● Instructions
[A] Answer these questions about the speaker-build forum post:
(i) Who recommended that the poster take up a hobby?
(ii) What size braces is the MDF to be glued to?
(iii) What kind of PVC pipe would be encased in the box?
[B] Please rewrite the speaker-build forum post from "Now some haters" to "tech circles as....", replacing "cunning plan" with "clever scheme".

● Page excerpt
# First Speaker attempt continued



## JackF999 (Jan 30, 2013)

So, yeah my med doctor recommended I should involve myself
in a hobby. It would be a good complement to the meds, keep
myself from getting so agitated, and distract me from the 
hallucinogenic side effects of the drugs he's giving me.

Sooo, I unveil my Master Plan.........

Behold 










My first thought was to obtain 1000 blue butterflies from South America to produce the
finest blue pigments, travel the world for the reddiest red, obtain the most expensive 
gold plated interconnects and melt them down to gild this diagram, but in the end
I said to myself, self....... NAH !!!!!

As you can see the plan calls for 1/4 inch MDF glued to 1 inch braces down the
corners to produce my marvelous box. Encased therein would be a PVC pipe.
Not any pipe, no siree, a foam core PVC pipe.

Now some haters would chime in and say this looks like Rock Rattle and Roll using
1/4 inch MDF, but remember, the pipe contains the speaker pressure.
Could vibrations in such a delicate structure still occur, Yes, but ......

As a very wise member of a secretive society of noblemen in London once proclaimed...

I have a cunning plan....
(His name was no other than that sage of widsom, Baldrick, and that secretive society
non other than those wealthy, esteemed DogBodies )

My cunning plan involves a space age development known in high tech circles as....

Foam, glorious foam, mighty foam.....

[A run of entries]

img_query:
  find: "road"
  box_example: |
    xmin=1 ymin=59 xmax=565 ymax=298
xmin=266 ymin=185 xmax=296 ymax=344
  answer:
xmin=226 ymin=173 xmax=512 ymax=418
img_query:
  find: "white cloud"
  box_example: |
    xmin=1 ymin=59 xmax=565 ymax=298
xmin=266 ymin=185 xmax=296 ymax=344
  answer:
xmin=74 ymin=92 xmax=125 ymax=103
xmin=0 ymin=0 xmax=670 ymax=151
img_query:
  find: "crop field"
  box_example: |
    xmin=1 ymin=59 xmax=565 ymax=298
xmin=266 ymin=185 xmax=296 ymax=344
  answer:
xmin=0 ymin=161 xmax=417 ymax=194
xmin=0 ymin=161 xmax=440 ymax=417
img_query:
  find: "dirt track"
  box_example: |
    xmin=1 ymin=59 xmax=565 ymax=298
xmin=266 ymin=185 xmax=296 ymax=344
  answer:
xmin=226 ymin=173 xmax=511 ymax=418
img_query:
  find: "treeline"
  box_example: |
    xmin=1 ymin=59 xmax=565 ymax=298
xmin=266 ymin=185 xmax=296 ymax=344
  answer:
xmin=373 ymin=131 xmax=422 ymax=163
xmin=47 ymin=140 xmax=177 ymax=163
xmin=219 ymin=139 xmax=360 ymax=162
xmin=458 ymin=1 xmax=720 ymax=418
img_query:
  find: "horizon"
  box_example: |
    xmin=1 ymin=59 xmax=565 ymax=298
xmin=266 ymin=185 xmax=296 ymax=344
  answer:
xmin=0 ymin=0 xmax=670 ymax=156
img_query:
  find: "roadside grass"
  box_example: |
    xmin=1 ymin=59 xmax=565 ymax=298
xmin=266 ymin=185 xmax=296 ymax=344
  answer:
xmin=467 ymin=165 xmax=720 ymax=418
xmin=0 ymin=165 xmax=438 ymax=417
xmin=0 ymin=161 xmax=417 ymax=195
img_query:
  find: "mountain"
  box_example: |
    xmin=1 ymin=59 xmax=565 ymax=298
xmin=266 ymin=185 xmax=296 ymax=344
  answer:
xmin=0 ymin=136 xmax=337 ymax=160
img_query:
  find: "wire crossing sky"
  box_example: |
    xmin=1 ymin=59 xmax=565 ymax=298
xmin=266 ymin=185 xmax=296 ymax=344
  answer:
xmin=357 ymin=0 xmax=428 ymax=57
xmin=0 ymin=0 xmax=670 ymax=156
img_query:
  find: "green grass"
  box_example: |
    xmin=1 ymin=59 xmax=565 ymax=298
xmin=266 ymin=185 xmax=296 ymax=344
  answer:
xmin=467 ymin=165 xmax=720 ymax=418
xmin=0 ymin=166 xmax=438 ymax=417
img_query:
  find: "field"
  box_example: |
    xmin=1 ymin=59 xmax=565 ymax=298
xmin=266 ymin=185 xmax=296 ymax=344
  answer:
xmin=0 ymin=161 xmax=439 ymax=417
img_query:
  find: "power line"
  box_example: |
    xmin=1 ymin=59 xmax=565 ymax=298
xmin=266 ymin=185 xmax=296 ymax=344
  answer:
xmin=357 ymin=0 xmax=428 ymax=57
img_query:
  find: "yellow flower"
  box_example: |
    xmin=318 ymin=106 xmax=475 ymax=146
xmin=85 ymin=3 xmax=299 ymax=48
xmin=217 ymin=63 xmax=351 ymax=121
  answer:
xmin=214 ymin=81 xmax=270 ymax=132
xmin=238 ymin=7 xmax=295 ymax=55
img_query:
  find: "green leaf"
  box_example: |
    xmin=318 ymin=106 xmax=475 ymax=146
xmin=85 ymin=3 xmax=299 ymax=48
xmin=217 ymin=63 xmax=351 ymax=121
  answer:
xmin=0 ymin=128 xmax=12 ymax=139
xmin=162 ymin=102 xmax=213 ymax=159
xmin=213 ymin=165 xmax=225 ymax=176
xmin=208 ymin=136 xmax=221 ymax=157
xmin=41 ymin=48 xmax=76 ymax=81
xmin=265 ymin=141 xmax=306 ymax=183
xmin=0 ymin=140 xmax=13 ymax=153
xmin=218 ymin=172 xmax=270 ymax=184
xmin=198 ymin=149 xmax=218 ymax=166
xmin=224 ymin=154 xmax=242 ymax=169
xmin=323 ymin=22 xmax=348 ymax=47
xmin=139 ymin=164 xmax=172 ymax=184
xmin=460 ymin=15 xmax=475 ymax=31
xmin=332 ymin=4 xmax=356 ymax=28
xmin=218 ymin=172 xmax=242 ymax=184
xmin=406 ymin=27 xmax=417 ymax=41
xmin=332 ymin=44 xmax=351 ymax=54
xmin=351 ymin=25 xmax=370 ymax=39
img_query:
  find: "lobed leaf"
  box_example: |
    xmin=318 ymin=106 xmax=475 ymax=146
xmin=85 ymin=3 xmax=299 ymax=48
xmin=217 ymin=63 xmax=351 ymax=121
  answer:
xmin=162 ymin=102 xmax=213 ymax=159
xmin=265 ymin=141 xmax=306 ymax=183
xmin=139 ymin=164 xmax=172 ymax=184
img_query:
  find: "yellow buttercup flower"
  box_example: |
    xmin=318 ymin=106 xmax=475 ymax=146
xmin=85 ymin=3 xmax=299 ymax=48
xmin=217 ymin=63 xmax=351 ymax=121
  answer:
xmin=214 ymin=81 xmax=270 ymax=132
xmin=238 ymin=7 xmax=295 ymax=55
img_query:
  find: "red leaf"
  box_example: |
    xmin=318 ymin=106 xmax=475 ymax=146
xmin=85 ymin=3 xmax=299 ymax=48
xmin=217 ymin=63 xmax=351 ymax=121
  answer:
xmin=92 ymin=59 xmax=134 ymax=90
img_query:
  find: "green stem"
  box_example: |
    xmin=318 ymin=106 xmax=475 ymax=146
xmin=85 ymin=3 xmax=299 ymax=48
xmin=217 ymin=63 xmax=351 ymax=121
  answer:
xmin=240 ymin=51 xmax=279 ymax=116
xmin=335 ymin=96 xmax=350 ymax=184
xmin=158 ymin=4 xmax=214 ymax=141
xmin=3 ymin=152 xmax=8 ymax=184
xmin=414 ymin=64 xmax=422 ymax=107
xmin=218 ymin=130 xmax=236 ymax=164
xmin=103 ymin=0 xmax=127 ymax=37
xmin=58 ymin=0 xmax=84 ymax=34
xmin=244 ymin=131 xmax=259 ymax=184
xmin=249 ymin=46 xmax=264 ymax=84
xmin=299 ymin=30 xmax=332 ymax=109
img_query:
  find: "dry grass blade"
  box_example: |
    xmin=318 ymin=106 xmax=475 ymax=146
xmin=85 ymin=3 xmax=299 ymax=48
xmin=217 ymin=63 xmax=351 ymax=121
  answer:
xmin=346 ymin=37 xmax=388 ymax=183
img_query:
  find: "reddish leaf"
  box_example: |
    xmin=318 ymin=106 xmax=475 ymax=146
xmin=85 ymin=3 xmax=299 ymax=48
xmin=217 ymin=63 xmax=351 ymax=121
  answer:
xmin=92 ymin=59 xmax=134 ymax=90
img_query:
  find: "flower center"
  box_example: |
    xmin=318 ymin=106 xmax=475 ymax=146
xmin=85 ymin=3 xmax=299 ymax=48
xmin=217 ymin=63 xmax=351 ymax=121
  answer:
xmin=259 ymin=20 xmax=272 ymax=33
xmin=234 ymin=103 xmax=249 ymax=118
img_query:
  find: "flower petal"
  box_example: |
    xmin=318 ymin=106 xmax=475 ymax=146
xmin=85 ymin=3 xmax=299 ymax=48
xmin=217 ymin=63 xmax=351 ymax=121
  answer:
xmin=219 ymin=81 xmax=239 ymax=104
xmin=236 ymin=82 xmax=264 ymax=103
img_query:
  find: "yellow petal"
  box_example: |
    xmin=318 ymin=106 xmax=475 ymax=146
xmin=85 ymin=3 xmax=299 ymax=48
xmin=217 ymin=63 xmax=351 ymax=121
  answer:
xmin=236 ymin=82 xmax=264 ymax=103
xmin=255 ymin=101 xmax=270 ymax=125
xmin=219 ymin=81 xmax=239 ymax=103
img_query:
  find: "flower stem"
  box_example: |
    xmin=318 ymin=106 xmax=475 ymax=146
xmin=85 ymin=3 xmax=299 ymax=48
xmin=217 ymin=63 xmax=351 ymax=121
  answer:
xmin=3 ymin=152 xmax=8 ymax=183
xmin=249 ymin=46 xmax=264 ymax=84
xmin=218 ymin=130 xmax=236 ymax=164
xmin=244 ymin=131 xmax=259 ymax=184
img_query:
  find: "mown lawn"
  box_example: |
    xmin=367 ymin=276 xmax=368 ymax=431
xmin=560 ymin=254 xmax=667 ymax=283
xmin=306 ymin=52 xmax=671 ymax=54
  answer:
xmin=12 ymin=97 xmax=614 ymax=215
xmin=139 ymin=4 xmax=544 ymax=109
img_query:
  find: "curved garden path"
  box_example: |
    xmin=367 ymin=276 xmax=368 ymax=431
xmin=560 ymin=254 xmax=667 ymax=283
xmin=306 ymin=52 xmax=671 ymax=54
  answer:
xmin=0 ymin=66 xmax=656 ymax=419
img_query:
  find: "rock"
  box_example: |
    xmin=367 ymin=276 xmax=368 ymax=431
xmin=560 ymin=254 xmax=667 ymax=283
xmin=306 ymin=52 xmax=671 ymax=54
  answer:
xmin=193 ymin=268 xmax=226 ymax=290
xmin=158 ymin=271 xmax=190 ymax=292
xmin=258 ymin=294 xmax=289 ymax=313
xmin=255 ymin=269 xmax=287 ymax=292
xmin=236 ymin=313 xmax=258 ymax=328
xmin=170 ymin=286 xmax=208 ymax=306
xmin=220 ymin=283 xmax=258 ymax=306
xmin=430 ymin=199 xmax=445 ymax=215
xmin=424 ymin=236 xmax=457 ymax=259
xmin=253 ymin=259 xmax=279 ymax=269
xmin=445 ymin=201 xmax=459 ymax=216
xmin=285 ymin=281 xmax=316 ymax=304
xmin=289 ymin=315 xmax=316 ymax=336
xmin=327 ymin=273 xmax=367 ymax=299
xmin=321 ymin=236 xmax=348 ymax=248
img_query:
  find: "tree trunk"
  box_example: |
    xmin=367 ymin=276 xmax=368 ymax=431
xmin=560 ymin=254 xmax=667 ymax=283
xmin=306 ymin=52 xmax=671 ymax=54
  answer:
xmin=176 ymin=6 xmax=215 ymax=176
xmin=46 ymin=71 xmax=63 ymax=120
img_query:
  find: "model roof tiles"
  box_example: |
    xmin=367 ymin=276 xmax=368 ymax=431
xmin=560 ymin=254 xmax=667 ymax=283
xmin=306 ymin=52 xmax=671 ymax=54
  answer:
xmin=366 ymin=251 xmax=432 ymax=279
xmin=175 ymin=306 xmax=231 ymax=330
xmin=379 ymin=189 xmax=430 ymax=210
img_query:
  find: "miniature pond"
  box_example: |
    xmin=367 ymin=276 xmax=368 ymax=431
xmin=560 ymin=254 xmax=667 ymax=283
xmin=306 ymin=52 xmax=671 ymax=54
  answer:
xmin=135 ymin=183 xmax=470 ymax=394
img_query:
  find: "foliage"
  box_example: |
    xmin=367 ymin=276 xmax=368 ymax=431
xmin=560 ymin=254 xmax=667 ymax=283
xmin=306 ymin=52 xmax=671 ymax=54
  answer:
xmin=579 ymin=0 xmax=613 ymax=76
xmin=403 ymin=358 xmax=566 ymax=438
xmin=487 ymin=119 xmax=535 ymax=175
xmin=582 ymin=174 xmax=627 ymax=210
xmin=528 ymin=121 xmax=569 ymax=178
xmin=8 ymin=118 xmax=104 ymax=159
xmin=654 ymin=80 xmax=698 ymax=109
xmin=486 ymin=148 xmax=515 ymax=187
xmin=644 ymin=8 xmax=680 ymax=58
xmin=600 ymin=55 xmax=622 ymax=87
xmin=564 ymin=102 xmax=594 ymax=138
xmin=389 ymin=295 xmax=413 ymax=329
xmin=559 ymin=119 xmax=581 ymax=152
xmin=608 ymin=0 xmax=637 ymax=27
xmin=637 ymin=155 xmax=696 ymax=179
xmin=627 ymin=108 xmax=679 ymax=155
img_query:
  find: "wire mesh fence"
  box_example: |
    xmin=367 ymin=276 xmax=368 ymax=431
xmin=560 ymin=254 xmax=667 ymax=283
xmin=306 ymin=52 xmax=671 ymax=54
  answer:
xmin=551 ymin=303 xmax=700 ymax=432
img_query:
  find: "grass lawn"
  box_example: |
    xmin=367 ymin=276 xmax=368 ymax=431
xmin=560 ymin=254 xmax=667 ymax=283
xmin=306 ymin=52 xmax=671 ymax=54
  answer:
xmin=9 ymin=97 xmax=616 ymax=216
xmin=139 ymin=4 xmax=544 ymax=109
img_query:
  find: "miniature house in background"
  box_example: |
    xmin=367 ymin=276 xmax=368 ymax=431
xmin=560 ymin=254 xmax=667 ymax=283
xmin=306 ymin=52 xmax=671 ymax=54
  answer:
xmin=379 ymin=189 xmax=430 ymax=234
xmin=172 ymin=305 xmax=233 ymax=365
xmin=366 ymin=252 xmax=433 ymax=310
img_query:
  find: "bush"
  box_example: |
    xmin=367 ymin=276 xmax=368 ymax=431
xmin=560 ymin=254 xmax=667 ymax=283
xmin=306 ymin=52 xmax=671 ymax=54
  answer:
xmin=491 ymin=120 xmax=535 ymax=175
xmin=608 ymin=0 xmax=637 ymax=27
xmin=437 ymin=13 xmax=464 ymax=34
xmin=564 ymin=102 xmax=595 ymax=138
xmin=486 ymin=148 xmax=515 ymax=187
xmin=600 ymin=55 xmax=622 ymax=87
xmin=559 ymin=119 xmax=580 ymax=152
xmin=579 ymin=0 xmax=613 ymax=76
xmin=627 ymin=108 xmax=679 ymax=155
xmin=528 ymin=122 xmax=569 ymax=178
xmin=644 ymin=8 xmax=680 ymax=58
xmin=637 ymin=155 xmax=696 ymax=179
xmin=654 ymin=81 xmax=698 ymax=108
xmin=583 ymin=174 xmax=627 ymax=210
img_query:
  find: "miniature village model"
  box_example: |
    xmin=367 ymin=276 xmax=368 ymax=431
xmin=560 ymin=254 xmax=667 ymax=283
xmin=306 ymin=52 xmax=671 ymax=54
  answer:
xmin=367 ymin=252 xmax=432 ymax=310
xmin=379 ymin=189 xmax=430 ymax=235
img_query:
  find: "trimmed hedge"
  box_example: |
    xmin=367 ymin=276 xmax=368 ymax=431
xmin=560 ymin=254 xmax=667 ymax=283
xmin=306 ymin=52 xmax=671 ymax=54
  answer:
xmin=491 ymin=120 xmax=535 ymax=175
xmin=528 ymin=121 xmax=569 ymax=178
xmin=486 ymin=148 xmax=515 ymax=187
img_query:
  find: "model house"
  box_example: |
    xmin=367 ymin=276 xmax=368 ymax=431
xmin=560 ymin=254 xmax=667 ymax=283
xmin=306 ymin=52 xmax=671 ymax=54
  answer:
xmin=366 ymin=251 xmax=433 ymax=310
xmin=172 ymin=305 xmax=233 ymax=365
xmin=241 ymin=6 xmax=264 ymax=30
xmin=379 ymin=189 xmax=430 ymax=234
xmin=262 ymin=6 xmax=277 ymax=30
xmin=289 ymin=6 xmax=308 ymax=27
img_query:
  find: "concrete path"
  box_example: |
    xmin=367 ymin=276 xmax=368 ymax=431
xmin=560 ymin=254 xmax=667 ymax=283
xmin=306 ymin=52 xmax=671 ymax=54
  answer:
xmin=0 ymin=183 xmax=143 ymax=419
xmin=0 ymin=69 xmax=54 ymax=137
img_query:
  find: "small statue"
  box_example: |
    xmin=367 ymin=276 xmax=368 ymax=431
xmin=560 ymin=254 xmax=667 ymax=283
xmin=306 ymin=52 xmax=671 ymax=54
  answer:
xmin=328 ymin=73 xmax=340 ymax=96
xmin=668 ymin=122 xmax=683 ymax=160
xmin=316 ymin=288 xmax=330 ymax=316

● Task answers
[A]
(i) The poster's med doctor
(ii) 1 inch braces
(iii) A foam core PVC pipe

[B]
Now some haters would chime in and say this looks like Rock Rattle and Roll using
1/4 inch MDF, but remember, the pipe contains the speaker pressure.
Could vibrations in such a delicate structure still occur, Yes, but ......

As a very wise member of a secretive society of noblemen in London once proclaimed...

I have a clever scheme....
(His name was no other than that sage of widsom, Baldrick, and that secretive society
non other than those wealthy, esteemed DogBodies )

My clever scheme involves a space age development known in high tech circles as....